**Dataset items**
★ ★ ★ ★ ★

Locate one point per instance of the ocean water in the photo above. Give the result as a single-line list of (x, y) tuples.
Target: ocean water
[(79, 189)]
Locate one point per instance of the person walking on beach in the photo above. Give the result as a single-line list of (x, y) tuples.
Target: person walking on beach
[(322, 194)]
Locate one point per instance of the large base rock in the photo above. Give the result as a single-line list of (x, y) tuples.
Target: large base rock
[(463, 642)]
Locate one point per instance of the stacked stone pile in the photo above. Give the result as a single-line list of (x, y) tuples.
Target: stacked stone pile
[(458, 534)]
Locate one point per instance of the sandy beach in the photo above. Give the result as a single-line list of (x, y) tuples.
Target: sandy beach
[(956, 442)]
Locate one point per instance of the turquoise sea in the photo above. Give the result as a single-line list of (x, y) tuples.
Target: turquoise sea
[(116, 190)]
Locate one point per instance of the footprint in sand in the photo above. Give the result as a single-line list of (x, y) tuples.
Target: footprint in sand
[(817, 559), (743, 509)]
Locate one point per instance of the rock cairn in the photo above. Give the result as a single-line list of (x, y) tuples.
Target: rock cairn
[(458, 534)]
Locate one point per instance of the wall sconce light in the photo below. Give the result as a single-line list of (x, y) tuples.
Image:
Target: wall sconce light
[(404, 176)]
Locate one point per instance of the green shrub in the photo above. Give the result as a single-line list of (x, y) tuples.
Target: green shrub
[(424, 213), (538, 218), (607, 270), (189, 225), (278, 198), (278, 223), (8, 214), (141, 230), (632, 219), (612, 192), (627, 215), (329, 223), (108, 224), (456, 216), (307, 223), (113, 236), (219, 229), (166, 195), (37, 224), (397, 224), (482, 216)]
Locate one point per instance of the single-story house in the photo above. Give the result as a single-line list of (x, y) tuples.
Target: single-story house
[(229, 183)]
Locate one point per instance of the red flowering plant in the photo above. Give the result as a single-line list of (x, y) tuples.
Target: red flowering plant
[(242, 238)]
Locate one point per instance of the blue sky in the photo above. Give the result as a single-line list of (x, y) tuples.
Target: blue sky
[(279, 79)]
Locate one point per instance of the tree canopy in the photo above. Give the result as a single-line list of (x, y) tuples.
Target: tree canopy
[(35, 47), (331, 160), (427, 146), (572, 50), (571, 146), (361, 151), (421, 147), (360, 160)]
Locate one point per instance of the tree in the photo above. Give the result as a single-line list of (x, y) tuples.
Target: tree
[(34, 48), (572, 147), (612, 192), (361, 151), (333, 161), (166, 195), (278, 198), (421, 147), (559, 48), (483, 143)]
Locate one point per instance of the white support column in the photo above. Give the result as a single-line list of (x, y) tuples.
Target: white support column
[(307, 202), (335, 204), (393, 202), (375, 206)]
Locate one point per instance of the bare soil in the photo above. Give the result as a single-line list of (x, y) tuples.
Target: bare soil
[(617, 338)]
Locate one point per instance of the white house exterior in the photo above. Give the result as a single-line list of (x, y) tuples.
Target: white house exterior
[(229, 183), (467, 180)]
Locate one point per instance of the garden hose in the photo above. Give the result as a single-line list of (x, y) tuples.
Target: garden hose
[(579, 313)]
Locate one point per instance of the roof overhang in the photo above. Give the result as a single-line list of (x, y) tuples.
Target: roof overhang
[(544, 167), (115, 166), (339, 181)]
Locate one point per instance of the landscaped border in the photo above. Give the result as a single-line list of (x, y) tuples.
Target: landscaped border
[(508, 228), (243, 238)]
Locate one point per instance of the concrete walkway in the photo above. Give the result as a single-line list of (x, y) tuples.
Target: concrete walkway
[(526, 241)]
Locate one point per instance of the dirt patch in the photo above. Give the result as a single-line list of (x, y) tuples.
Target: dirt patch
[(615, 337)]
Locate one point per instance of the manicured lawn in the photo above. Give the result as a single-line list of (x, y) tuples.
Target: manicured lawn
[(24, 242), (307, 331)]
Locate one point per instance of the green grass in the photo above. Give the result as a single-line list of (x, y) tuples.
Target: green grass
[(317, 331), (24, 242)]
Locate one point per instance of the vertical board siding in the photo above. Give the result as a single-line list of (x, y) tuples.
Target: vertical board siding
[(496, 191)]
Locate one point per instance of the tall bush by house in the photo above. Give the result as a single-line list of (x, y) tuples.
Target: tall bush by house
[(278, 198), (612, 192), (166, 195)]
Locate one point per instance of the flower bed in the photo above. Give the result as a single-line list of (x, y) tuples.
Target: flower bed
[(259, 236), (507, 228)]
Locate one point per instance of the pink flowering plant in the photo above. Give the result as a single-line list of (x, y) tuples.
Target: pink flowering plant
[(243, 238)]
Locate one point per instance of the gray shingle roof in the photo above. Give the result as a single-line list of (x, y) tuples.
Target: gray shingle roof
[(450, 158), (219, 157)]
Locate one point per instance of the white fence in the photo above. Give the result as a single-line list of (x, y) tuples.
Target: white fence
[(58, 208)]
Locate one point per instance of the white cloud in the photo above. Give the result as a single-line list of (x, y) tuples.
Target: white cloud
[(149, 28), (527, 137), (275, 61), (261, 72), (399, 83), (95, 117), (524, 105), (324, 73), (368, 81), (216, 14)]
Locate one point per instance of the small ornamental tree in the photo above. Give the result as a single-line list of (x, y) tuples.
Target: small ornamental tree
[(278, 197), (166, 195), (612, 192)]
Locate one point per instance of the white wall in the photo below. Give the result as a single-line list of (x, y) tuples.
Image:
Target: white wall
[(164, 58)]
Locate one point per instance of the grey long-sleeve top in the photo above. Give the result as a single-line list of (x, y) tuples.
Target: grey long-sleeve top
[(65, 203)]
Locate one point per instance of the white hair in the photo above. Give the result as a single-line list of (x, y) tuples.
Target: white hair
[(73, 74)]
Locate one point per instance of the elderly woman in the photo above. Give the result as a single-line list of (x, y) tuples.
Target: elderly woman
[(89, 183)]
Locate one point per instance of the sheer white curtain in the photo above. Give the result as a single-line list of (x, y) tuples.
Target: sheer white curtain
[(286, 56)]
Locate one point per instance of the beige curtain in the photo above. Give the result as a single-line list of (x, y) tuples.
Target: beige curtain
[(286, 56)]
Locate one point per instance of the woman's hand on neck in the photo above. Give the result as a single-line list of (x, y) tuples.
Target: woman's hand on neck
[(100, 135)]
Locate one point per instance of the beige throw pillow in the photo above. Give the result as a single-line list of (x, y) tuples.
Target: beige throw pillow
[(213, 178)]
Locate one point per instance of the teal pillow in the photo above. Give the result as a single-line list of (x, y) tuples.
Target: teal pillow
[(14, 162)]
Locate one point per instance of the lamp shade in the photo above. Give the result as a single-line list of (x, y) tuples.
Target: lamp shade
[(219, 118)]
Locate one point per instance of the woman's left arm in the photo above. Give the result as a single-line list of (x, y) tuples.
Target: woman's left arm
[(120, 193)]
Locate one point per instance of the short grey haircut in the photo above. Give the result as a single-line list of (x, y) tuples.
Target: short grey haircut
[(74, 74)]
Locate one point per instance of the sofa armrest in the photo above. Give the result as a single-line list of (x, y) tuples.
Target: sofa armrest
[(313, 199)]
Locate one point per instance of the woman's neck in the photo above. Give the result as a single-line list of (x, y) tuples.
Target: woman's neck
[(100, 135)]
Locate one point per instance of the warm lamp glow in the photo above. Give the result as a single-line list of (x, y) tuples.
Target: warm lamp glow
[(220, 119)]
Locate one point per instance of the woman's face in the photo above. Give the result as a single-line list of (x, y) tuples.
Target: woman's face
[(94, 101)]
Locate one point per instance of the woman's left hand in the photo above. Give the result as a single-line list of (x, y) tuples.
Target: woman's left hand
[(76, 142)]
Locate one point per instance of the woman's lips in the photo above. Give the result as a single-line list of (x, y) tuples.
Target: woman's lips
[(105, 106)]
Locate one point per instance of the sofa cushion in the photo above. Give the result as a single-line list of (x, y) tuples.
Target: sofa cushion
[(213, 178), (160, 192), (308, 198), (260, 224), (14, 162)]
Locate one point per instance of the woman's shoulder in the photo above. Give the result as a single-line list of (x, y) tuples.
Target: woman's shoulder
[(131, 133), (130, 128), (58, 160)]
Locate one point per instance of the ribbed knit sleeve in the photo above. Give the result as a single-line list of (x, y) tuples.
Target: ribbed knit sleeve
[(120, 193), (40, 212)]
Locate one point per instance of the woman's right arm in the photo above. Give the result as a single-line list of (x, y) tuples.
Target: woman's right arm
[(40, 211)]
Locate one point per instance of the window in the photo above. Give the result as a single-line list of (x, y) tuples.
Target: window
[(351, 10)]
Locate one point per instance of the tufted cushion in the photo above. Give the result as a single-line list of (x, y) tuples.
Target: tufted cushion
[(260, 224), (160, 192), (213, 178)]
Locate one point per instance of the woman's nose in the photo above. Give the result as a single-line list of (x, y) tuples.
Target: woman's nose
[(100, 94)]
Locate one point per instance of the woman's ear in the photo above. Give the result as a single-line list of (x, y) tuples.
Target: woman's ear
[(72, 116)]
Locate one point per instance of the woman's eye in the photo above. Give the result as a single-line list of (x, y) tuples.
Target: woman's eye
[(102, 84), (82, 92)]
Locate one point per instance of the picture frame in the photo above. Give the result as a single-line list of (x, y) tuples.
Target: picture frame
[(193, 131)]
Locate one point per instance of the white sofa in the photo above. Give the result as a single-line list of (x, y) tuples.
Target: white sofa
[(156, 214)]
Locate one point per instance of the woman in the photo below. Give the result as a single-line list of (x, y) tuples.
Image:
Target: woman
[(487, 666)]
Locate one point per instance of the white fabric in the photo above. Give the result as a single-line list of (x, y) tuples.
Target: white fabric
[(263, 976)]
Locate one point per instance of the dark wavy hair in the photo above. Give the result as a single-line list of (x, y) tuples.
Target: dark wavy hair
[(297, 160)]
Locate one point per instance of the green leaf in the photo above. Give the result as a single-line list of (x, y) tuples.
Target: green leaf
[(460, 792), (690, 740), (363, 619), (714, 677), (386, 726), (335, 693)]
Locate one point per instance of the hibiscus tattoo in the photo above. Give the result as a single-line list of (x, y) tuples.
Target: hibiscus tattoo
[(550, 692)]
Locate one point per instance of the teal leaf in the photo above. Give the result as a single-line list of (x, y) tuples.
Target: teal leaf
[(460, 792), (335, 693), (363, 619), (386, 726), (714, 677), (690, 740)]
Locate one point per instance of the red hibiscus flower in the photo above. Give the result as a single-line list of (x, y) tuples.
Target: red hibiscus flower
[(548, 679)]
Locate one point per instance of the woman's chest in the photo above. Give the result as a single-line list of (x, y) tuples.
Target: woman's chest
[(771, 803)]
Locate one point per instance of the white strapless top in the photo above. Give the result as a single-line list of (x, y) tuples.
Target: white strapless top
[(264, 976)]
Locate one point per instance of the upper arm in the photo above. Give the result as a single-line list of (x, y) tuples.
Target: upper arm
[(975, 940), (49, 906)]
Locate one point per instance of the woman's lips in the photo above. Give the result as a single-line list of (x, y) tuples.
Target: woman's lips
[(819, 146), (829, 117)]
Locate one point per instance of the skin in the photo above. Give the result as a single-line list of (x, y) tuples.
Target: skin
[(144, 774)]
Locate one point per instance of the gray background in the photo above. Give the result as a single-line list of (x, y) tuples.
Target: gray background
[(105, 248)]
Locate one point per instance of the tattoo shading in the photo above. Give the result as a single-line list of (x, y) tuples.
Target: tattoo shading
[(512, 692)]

★ ★ ★ ★ ★

**What to work on**
Begin at the line containing "Locate one point per instance of the gray background" and reproduce every line through the last one in the records above, exactly.

**Expected answer**
Locate one point per instance of the gray background in the photo above. Give the result as a single-line list of (x, y) tuples.
Target: gray background
[(105, 248)]
Locate one point per instance of the tattoo shading in the photo above. Give the result as a single-line list of (x, y) tuples.
Target: tattoo shading
[(512, 692)]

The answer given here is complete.